### What the task asks
List every line in the entries below that contains the word "gravestone".

[Entries from an annotation dataset]

┌──

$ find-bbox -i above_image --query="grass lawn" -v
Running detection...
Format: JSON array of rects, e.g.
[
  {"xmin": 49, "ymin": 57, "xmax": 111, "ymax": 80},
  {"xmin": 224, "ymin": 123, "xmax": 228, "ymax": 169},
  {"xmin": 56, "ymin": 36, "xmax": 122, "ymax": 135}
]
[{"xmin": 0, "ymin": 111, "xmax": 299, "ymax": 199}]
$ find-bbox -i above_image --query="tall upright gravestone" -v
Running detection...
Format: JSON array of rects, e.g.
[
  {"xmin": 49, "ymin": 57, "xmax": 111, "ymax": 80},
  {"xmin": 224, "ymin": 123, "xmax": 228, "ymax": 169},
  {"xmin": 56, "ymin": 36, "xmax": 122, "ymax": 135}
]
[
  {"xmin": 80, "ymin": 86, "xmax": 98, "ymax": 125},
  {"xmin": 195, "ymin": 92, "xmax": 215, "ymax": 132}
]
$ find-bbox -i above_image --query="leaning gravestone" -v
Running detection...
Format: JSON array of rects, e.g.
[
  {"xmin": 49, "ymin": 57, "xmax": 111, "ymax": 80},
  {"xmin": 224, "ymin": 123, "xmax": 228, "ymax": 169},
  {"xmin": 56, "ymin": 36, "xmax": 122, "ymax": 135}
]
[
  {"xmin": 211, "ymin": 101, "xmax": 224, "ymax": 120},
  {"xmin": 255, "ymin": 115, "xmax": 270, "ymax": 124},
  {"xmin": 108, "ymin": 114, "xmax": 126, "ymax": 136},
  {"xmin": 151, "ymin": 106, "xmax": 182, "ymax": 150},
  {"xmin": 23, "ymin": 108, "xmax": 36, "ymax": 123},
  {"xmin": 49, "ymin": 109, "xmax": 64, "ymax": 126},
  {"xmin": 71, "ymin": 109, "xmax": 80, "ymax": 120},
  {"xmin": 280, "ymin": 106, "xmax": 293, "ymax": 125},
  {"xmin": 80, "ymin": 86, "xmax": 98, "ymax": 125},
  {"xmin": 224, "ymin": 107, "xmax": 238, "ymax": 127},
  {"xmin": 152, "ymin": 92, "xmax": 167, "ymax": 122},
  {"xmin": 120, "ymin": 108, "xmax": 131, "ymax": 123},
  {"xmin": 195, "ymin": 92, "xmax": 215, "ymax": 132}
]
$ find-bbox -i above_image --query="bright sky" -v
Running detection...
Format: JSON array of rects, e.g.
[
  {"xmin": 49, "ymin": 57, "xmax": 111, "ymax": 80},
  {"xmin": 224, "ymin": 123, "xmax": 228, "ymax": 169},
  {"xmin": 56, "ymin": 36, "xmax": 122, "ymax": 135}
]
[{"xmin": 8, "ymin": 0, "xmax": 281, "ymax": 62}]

└──

### Answer to the task
$ find-bbox -i above_image --query="tall upright gravestone" -v
$ find-bbox -i above_image --query="leaning gravestone" -v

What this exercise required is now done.